Start of Entries shown

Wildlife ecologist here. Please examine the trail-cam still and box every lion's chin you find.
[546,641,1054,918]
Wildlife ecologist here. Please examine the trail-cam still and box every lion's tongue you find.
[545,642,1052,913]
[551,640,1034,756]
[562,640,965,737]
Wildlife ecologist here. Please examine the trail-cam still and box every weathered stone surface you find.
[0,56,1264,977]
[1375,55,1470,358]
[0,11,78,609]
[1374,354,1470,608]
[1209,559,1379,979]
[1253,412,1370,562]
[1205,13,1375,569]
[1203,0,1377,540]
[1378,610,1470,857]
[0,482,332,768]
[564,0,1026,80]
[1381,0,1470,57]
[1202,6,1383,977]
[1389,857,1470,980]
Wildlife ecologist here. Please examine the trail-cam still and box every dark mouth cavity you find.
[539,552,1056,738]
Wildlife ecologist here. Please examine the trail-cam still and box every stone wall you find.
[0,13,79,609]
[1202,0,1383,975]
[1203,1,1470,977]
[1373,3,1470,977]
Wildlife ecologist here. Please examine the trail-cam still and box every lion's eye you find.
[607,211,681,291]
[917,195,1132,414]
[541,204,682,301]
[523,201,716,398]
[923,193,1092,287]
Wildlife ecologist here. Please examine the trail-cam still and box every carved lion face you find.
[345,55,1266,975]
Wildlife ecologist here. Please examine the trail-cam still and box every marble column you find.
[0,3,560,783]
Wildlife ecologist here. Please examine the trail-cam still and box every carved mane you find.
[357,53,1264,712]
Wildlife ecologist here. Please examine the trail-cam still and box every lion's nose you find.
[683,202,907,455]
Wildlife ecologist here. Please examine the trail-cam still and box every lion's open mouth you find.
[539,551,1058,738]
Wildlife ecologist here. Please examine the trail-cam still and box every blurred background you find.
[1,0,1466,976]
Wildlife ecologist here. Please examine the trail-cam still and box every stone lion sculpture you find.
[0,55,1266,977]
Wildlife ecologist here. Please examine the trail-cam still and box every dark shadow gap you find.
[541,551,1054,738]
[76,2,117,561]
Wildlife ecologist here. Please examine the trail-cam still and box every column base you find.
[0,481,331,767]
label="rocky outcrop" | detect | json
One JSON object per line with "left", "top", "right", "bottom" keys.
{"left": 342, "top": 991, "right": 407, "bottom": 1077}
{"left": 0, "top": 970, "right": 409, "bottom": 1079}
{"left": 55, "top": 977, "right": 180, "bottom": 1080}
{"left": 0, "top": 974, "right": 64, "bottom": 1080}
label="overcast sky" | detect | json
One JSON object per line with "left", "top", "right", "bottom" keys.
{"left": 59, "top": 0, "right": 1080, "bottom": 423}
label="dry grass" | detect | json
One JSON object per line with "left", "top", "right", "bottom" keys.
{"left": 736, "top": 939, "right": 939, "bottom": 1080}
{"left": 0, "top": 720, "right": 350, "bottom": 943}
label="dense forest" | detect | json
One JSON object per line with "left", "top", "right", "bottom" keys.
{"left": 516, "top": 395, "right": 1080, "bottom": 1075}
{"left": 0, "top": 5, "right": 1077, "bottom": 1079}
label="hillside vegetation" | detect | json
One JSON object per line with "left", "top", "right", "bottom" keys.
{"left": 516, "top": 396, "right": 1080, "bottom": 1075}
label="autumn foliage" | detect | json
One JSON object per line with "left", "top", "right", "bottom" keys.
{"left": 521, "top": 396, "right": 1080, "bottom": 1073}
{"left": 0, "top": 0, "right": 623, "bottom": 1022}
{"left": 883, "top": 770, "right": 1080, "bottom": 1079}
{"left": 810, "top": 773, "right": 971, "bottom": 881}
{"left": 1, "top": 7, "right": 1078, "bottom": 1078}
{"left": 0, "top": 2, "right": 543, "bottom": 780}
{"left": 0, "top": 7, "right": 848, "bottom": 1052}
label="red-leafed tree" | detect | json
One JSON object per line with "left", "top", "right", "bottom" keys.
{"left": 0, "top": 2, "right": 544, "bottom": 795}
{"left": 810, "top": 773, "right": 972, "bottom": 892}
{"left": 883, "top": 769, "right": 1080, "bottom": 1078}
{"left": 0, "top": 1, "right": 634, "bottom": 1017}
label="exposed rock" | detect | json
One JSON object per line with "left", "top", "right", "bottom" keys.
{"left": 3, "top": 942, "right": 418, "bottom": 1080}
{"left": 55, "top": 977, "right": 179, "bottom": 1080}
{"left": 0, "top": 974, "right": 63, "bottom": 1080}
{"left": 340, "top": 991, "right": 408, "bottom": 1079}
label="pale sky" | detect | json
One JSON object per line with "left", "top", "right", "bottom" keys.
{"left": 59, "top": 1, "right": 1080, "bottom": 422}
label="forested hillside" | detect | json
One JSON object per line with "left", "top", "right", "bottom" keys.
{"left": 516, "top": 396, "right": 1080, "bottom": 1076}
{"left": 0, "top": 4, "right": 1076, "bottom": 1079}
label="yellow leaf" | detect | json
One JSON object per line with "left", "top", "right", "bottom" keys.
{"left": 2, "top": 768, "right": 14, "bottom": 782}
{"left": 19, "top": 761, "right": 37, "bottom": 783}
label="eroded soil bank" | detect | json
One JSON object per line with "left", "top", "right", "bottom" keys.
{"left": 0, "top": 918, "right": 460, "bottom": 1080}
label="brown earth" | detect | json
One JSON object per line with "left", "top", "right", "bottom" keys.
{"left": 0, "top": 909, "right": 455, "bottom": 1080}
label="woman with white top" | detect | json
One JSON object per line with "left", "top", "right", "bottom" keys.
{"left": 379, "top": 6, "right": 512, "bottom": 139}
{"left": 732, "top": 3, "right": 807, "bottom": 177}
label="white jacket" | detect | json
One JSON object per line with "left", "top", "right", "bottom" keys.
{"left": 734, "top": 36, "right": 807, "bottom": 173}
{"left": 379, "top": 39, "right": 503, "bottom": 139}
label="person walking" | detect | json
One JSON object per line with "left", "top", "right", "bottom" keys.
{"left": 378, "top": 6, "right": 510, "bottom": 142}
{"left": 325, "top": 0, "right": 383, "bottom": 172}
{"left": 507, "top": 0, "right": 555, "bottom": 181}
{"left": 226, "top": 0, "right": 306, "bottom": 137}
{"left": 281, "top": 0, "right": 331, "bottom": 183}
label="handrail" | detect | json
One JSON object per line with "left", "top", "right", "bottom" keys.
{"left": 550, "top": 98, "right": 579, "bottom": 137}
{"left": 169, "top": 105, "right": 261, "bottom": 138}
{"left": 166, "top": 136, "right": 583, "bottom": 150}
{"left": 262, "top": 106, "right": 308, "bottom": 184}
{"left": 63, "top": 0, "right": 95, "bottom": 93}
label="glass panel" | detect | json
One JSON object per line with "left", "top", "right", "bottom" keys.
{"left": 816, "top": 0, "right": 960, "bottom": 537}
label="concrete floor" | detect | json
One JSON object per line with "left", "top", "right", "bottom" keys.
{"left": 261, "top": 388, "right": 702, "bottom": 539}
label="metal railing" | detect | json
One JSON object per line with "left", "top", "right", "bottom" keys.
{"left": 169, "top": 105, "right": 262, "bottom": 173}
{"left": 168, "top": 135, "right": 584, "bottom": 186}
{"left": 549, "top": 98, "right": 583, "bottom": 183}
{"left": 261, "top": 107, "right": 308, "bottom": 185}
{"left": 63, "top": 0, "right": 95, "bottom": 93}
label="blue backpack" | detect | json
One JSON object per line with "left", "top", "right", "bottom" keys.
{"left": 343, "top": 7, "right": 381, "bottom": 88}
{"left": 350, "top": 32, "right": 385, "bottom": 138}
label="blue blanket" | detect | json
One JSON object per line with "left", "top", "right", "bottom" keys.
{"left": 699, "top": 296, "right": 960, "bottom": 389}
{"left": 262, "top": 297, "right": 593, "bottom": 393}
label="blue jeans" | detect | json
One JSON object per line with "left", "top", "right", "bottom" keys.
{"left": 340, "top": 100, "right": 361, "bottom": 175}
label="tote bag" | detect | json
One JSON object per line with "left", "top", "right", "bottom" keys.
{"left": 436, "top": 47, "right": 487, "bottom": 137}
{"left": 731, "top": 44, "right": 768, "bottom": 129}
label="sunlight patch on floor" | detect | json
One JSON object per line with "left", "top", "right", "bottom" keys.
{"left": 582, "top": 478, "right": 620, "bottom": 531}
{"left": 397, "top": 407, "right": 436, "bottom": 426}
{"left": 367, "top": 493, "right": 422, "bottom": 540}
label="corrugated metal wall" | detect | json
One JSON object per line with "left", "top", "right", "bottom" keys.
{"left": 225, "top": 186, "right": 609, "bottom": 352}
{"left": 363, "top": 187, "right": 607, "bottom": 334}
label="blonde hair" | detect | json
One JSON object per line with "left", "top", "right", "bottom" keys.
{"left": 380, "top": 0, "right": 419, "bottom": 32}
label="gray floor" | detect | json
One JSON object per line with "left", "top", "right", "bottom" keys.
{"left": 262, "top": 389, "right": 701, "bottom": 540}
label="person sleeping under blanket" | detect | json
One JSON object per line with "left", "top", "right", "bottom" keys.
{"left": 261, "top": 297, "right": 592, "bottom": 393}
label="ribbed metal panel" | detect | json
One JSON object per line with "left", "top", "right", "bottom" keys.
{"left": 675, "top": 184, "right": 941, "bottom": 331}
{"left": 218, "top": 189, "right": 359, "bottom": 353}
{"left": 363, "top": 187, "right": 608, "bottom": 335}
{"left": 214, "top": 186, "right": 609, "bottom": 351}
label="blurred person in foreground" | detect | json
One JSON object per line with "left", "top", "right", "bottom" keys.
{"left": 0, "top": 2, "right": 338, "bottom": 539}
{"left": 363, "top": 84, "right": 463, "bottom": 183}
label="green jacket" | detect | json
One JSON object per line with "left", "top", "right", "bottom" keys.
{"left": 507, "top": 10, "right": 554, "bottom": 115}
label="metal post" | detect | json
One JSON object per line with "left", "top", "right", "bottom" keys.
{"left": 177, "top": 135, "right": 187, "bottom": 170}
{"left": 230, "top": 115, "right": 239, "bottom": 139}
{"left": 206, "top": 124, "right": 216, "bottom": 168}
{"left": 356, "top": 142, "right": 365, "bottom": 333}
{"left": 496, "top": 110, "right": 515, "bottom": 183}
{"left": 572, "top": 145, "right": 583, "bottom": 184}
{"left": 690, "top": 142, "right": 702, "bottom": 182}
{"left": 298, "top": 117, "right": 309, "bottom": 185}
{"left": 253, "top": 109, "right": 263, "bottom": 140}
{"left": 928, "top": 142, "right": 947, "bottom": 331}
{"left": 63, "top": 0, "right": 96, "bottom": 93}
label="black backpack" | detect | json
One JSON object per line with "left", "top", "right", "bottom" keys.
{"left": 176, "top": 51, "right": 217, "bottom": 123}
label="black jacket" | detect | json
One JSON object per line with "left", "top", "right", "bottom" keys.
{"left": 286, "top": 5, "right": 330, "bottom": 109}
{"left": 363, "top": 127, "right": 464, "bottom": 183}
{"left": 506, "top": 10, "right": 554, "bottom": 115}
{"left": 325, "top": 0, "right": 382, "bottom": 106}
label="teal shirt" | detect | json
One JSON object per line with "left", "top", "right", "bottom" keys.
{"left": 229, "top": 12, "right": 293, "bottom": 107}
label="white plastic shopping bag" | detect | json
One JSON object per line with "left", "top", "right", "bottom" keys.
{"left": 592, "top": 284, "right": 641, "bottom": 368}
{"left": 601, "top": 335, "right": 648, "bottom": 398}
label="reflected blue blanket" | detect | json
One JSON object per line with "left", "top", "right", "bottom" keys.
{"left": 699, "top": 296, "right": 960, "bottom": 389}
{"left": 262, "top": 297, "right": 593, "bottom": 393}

End of Entries shown

| Work to complete |
Gather each line in the data that holds the string "backpack".

| Task result |
label="blue backpack" | detect | json
label="black backpack" | detect | json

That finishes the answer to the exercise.